◆ EXTRAIT À LIRE:
(Rabat, le 23 mars 2012) – Le
Maroc devrait promulguer une loi efficace contre la violence conjugale
et abroger la disposition du code pénal qui, dans la pratique, a permis à
des hommes accusés de viol ou de relations sexuelles avec des mineures
d’échapper aux poursuites s’ils épousaient leur victime, a déclaré Human
Rights Watch aujourd’hui. Une jeune fille de 16 ans s’est apparemment
suicidée le 10 mars 2012, après s’être mariée dans de telles conditions.
La mort d’Amina Filali, dans un village du nord du
Maroc, a alimenté un débat public autour de l’article controversé 475 du
code pénal, avec des manifestations à Rabat et dans d’autres villes,
ainsi qu’une large couverture par les médias publics et indépendants.
Cependant, pour combattre la violence contre les femmes et les jeunes
filles au Maroc, il ne suffit pas d’abroger l’article 475 ; il faut une
série de réformes juridiques complémentaires qui lèvent les obstacles
pour poursuivre les auteurs de viols et de violences conjugales, ainsi
que des mesures garantissant que les victimes puissent accéder aux
services dont elles ont besoin, a déclaré Human Rights Watch.
« L’article 475, aussi nocif soit-il, n’est que la partie visible
de l’iceberg dans l’échec du Maroc à protéger les femmes et les jeunes
filles de la violence », a déclaré Sarah Leah Whitson, directrice de la division Moyen-Orient et Afrique du Nord à Human Rights Watch. « Malgré
les réformes du code de la famille marocain en 2004, les filles et les
femmes sont loin d’être protégées par la loi quand elles sont victimes
de violences ».
Depuis la mort d’Amina Filali, Moustapha Khalfi,
ministre de la Communication, et Bassima Hakkaoui, ministre de la
Solidarité, de la Femme, de la Famille et du Développement social, qui
est aussi la seule femme parmi les 29 ministres du gouvernement, font
partie des hauts responsables qui ont appelé à réexaminer l’article 475
et éventuellement à le réviser. Pourtant, le gouvernement, constitué
après les élections de novembre 2011 et mené par le parti islamiste
Justice et développement, n’a annoncé aucun projet de réforme visant à
élaborer une législation plus exhaustive sur la violence faite aux
femmes.

◆ ACTIONS À MENER:
• a. Pour chacune des affirmations (i), (ii) et (iii), indiquez si l'extrait sur l'article 475 la confirme, par oui ou non, en citant mot pour mot les termes décisifs. (i) Le gouvernement a annoncé un projet de réforme pour élaborer une législation plus exhaustive sur la violence faite aux femmes. (ii) Bassima Hakkaoui est la seule femme parmi les 29 ministres du gouvernement. (iii) Selon Human Rights Watch, abroger l'article 475 suffit pour combattre la violence contre les femmes et les jeunes filles au Maroc.
• b. Poursuivez la rédaction de l'extrait sur l'article 475 à partir de sa dernière phrase.
Les enregistrements qui suivent constituent un matériau distinct de l'extrait.

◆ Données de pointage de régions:
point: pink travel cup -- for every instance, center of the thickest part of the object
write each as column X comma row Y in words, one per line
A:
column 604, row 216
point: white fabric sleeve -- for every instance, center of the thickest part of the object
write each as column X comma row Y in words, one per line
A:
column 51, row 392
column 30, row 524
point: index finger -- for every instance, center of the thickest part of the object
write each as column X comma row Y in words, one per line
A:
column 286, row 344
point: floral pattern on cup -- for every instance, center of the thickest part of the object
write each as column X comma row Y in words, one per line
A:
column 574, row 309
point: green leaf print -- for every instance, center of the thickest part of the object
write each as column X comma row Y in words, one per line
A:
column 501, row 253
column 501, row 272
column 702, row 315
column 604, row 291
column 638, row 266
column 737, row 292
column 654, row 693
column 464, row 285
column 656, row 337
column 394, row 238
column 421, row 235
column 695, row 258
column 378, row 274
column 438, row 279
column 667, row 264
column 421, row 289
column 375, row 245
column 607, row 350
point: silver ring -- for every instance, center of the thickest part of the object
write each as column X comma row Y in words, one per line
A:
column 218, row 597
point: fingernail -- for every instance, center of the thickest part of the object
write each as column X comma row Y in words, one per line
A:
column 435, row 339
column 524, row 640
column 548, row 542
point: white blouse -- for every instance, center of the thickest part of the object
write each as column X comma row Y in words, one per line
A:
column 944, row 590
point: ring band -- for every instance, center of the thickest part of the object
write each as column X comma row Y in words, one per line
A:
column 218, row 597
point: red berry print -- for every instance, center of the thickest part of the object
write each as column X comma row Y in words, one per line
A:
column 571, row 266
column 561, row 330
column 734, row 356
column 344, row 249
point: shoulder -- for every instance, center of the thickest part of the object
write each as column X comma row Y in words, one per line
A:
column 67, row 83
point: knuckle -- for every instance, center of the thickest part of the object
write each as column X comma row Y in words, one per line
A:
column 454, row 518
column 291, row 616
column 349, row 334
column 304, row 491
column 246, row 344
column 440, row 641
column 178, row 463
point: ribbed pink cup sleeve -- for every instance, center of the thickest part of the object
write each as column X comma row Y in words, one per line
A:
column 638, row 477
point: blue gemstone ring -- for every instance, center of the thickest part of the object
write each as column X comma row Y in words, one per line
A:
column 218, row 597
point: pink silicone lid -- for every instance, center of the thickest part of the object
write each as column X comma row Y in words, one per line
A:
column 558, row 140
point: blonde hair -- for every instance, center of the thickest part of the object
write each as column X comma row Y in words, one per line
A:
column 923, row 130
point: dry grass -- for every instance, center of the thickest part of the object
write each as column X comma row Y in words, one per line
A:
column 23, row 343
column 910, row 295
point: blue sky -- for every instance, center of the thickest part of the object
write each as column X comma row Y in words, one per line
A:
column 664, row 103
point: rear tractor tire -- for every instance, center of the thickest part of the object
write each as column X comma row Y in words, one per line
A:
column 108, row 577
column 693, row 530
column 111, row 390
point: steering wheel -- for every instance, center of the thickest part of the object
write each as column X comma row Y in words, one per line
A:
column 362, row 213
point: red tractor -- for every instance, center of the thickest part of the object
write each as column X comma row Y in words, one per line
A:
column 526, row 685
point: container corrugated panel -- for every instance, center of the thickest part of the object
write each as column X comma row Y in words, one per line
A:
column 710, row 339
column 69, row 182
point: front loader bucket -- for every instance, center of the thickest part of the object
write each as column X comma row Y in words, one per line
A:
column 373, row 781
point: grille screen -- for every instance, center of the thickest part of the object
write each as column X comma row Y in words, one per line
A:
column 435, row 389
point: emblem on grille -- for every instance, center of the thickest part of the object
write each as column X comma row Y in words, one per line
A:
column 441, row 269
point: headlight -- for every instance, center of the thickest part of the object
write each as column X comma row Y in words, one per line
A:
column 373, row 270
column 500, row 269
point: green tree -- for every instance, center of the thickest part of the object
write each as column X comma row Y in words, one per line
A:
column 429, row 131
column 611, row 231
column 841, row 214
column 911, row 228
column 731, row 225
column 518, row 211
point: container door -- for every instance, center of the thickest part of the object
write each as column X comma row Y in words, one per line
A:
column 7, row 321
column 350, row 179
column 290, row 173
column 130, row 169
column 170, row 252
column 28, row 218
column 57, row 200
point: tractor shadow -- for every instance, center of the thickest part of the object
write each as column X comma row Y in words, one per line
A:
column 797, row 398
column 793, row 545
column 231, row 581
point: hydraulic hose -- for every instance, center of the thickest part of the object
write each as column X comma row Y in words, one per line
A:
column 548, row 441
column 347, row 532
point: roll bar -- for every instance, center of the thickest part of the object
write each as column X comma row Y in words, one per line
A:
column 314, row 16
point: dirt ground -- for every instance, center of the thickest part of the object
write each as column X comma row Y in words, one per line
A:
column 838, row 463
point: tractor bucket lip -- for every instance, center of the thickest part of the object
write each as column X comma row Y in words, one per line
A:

◆ LISTE DES RÉPONSES:
• a.
(i) Non : « n’a annoncé aucun projet de réforme visant à élaborer une législation plus exhaustive sur la violence faite aux femmes ».
(ii) Oui : « qui est aussi la seule femme parmi les 29 ministres du gouvernement ».
(iii) Non : « il ne suffit pas d’abroger l’article 475 ».

• b.
Les parents d’Amina Filali, qui vivent dans le village
de Qrindi, près de Larache, avaient déposé plainte en 2011 auprès du
procureur de Tanger, déclarant que Moustapha Fellak, qui a environ 25
ans et vit dans le village voisin de Khemis Sahel, avait violé leur
fille. Un médecin qui l’avait examinée avait rédigé un certificat
déclarant qu’elle avait perdu sa virginité mais que l’examen ne mettait
pas le viol en évidence, a récemment déclaré Zahra, la mère de la jeune fille, à l’agence Associated Press.
Après que les médias ont relaté qu’Amina s’était
suicidée en avalant de la mort-aux-rats, le ministère de la Justice a
émis un communiqué, daté du 16 mars, affirmant que suite à la plainte
pour viol, la jeune fille avait déclaré au procureur que les relations
sexuelles qu’elle avait eues avec Fellak étaient consentantes.
Le père d’Amina, Lahcen Filali, avait déposé une
requête au juge, le 19 septembre, pour autoriser Amina à épouser Fellak.
Lors de quatre auditions par un juge de la ville de Larache, Amina, en
compagnie de ses parents, avait confirmé son souhait de l’épouser,
affirme le communiqué du ministère de la Justice. Fellak a déclaré qu’il
voulait épouser Amina Filali et, le 30 novembre, le juge leur a donné
l’autorisation, tandis que le procureur abandonnait l’enquête sur le
viol présumé.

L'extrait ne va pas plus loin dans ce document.